## EXERCISE OBJECTIVE:
Print the material below word for word, line by line, but leave out the pictures.
• • • • •
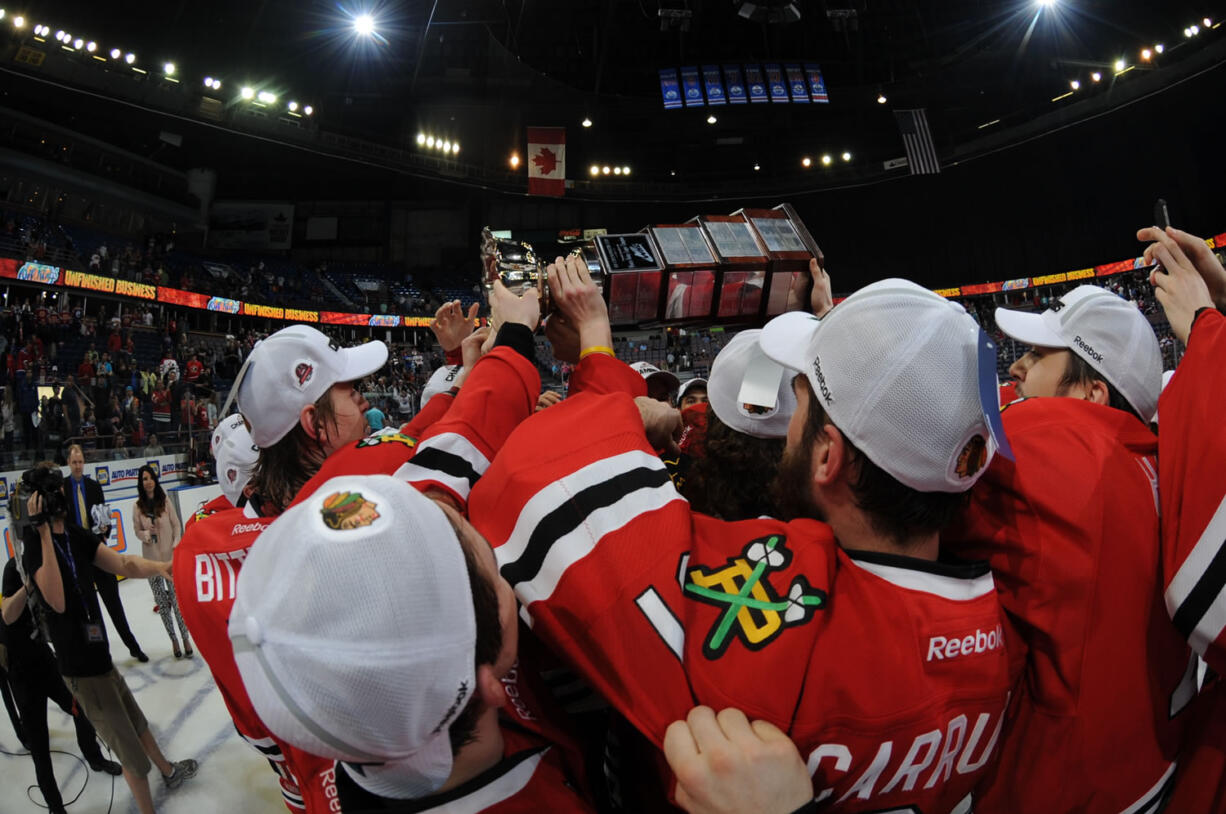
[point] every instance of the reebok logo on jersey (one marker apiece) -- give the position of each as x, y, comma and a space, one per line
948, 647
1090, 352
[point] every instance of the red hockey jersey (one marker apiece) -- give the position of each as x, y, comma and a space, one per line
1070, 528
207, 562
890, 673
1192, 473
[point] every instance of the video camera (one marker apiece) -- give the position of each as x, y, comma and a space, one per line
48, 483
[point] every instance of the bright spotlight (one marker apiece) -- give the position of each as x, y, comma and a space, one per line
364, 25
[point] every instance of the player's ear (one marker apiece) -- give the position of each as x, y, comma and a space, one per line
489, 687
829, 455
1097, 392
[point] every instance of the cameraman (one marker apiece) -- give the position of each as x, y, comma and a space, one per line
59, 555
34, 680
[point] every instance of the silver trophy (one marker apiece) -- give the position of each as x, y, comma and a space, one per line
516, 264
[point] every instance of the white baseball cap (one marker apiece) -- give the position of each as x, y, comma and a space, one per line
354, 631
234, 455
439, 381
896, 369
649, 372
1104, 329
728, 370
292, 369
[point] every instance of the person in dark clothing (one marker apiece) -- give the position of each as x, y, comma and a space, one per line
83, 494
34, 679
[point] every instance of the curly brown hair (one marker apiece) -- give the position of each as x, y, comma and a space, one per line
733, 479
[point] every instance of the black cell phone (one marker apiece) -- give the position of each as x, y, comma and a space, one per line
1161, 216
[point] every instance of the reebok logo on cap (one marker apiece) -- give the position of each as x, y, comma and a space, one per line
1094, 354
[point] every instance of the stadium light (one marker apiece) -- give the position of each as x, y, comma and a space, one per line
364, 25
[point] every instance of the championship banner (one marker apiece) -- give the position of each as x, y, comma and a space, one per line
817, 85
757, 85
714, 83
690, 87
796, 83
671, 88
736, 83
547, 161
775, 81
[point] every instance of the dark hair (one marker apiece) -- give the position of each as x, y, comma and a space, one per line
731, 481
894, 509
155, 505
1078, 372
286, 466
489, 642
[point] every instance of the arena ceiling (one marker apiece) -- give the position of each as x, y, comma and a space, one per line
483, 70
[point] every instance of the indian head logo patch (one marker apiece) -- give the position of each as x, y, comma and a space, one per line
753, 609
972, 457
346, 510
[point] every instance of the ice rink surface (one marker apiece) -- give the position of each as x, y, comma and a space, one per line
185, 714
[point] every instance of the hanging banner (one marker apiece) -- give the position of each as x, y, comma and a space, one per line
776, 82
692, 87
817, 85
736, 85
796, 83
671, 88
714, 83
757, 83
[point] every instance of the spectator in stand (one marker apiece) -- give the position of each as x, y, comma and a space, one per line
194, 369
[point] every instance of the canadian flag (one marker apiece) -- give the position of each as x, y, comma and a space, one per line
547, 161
• • • • •
## OUTPUT:
[point] every instance of the reebok logo on jersey (one marker apiece) -- give the position of each as x, y, comma and a space, one per line
948, 647
1090, 352
[point] every instance of the red hockey jersey (one marker apiece) -- give the position of each as x, y, comma and a space, one per line
1070, 528
207, 562
890, 673
1192, 473
[point] every instance of the video camera (one marker apiece) -- give the position of each as x, y, comma and a space, one per line
48, 483
[point] every instance of the bright spotlight (one marker apiece) -- give the position of each as x, y, comma and a space, one per line
364, 25
[point] every instance of the player's ear (one marker apiece) -- give the position of each as x, y, comma and a space, one per line
489, 687
829, 455
1097, 392
[point] every instance of the cameraman (one marker apiece) -- give the position of each as x, y, comma and a space, one per line
59, 555
34, 680
[point] every instance of the silver trophy (one marker apiece) -- give the position of each as x, y, comma and a space, one per line
516, 264
[point] every instance of the white baseball cap (one marker apiece) -- give the position of each as x, y, comma and a space, one per line
354, 631
234, 455
439, 381
896, 369
649, 372
1104, 329
728, 370
292, 369
[point] every instance of the person in dark clothing (one marker apiece) -- give the position of each as x, y, comma and a space, one per line
83, 494
34, 679
[point] every instance of the curly brown hair (one marker apiece) -- give the position of each as x, y, comma and a space, one per line
733, 479
[point] every instance of the black cell phone (one marker apiece) -- give the position of each as x, y, comma and a space, one per line
1161, 216
[point] every instance of the reebok logo on cap (one marker apiece) -- give the position of each as x, y, comma and a space, one per line
1094, 354
[point] every instance of the stadium light (one marker apiece) -- give the position of each as x, y, comma and a space, one per line
364, 25
[point] every instance of the championship banner (one marker apiece) -- give the position of each as x, y, comma and a space, one per line
817, 85
757, 85
714, 83
690, 87
796, 83
671, 88
736, 83
547, 161
775, 81
[point] every instance of the dark hair (one marker apiece) -- give the position of each as x, y, comma and a space, one per line
731, 481
894, 509
155, 505
1078, 372
286, 466
489, 642
[point] every instance of the arena ceiling (one marker apiece) -- give the position of each as x, y, comma and a space, one per line
483, 70
[point] every instance of the indian head logo patch (one marker apiece) -- give the position of each as x, y, comma and a space, one per line
753, 609
972, 457
346, 510
[point] every instance of the ice rink surface (one marker apiece) -- give the position of each as x, y, comma and a space, one per line
185, 714
[point] every instance of the hanging banner (one marker apiece) -- give the position of each as x, y, comma and a space, one per line
776, 82
692, 87
817, 85
736, 85
796, 83
671, 88
714, 83
757, 83
[point] every instance of the spectator in stand (one marker apiece) -- give the position of each as x, y, comma and a space, one per line
194, 369
[point] every instance of the canadian flag (one marker apiece) -- give the position of each as x, y, comma and a space, one per line
547, 161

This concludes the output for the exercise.